— What is expected —
Omit images. Retype all entries verbatim.

───

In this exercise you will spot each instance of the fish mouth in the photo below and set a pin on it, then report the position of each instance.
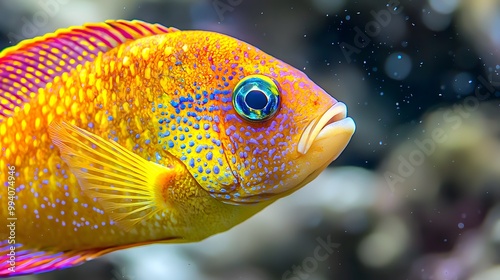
(333, 125)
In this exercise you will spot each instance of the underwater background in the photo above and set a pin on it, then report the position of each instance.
(415, 195)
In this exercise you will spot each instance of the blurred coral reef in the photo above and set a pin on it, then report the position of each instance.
(416, 195)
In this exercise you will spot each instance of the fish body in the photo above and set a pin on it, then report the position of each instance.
(126, 133)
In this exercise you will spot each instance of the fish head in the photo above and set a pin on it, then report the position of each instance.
(263, 129)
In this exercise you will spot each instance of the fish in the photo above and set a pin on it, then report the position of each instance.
(126, 133)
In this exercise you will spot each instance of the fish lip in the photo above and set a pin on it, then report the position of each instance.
(334, 117)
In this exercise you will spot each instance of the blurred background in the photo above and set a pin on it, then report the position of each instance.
(416, 194)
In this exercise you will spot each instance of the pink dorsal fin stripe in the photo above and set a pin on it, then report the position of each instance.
(33, 63)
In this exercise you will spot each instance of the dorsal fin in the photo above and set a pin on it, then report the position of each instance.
(33, 63)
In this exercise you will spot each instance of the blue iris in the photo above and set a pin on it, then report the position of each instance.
(256, 98)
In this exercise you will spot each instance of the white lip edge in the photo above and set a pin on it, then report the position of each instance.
(314, 128)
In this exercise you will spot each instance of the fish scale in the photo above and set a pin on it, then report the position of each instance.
(125, 133)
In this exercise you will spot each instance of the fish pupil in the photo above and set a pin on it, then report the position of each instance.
(256, 99)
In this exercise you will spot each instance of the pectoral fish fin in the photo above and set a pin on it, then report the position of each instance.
(31, 64)
(39, 261)
(128, 187)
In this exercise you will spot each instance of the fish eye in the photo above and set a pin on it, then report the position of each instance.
(256, 98)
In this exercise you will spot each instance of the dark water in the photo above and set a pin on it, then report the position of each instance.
(415, 194)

───

— Task result —
In this exercise you will spot each instance of the fish mouth in the photo below and set a pin on it, then report the position of each instance.
(333, 125)
In this exercise you will spot each instance of the underwater background in the photo above and set a pin on it, then report the position of each instance.
(415, 195)
In this exercise you will spot each instance of the blurred coral reef in the photo above and set a pin on it, then report the position of each instance.
(416, 195)
In this exercise you will spot each instance of the fish body in the photo above and set a pin on it, then report the position of each instance.
(126, 133)
In this exercise you will spot each instance of the fish head in the photo above and set a pin on it, then report the position of each instance.
(263, 129)
In this exercise you will spot each instance of the fish in the photo above and set a pin on it, then report the position of each instance.
(126, 133)
In this exercise you will spot each instance of the fish lip in the photo above and set a pin on it, then report the position of each instance.
(334, 117)
In this exercise you will spot each instance of the blurred background in the photo above and set a pin on it, then report the position of each instance.
(416, 194)
In this exercise you will spot each instance of the pink dorsal fin stripe in the photo above and set a pin on it, then report the position of each instance.
(33, 63)
In this exercise you will spot each instance of the dorsal fin in the photo above and set a pin on it, then report the position of each instance.
(33, 63)
In this exercise you will spot each instance of the blue iris in the photo above and set a pin on it, then report the position of each instance.
(256, 98)
In this exercise you will spot each instance of the white lip edge in the photo above and set a pin on it, then report the position of each instance.
(314, 128)
In this exercise you will spot each instance of the fish scale in the photo above and set a pin on it, then report the position of each instance.
(125, 133)
In this exercise you will spot each instance of the fish pupil in the photo above and set a pin on it, then report the position of each instance.
(256, 99)
In this exercise you will spot each instance of the pectoral fish fin in the photo above and set a pin on it, then report the position of each instance.
(31, 64)
(39, 261)
(128, 187)
In this exercise you will spot each instance of the fish eye in the photo above and set a pin on it, then report the position of each instance.
(256, 98)
In this exercise you will spot each instance of the dark water in the photo above and set a pin on it, then report the position of each instance.
(415, 194)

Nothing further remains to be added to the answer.